__DATI FORNITI__.
#####

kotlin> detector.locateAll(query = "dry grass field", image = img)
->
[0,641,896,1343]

#####

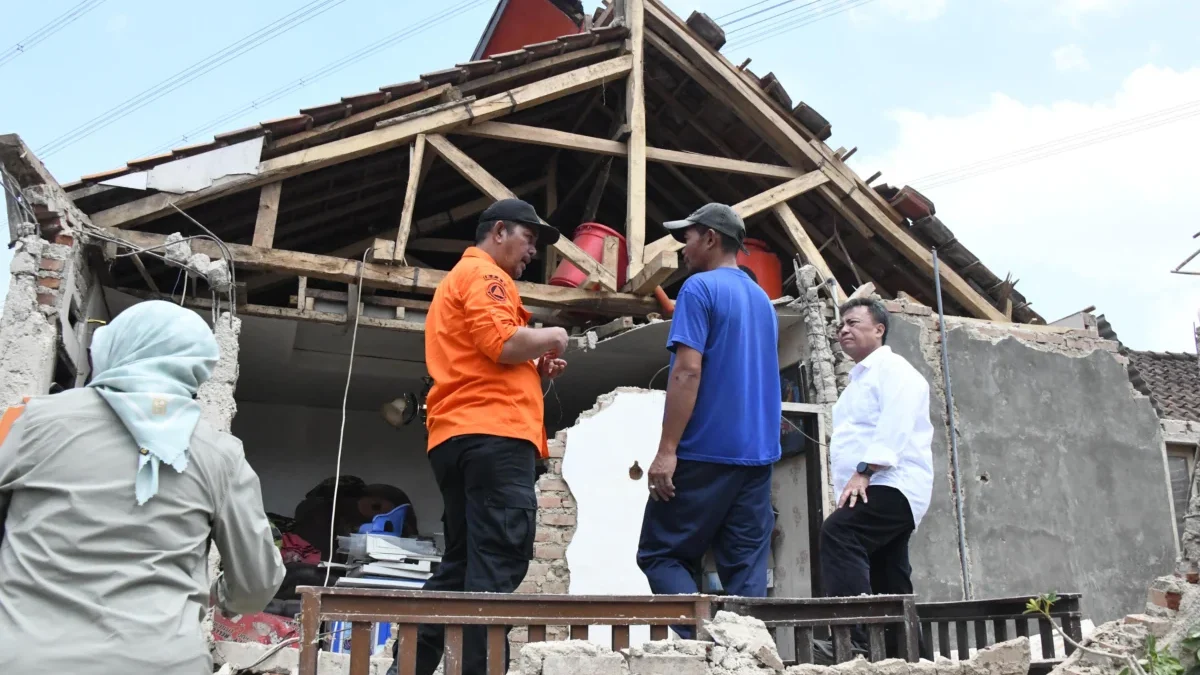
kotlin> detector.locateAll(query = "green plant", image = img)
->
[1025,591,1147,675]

#####

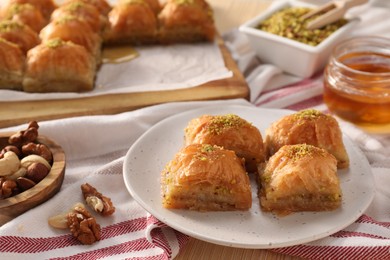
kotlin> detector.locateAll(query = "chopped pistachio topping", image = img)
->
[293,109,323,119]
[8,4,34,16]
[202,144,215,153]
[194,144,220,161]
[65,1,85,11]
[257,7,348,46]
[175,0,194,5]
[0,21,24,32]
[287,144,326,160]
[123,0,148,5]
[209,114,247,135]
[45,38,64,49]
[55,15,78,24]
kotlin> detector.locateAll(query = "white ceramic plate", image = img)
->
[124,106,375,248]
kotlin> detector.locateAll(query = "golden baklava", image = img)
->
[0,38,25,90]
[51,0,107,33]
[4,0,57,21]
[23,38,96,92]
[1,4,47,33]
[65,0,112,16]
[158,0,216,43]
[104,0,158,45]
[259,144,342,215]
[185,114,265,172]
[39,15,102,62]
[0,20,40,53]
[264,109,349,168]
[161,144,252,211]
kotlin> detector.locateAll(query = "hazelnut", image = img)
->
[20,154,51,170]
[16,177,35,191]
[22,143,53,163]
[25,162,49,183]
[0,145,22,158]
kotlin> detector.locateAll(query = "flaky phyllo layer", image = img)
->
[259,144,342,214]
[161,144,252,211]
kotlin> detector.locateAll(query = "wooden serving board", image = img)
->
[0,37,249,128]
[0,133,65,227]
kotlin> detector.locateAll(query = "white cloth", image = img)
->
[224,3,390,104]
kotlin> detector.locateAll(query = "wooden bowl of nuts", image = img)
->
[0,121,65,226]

#####

__COMPITO DA SVOLGERE__.
Individua nelle voci ogni riga in cui compare la parola "query" e ricopiala.

__RISULTATO CORRETTO__.
kotlin> detector.locateAll(query = "dry grass field", image = img)
kotlin> detector.locateAll(query = "green plant", image = img)
kotlin> detector.locateAll(query = "chopped pistachio topping", image = img)
kotlin> detector.locateAll(query = "white ceramic plate", image = img)
kotlin> detector.locateAll(query = "golden baklava", image = img)
kotlin> detector.locateAll(query = "hazelnut", image = img)
kotlin> detector.locateAll(query = "flaky phyllo layer", image = img)
kotlin> detector.locateAll(query = "wooden serving board", image = img)
kotlin> detector.locateAll(query = "white cloth", image = img)
kotlin> detector.locateAll(query = "wooden bowl of nuts", image = img)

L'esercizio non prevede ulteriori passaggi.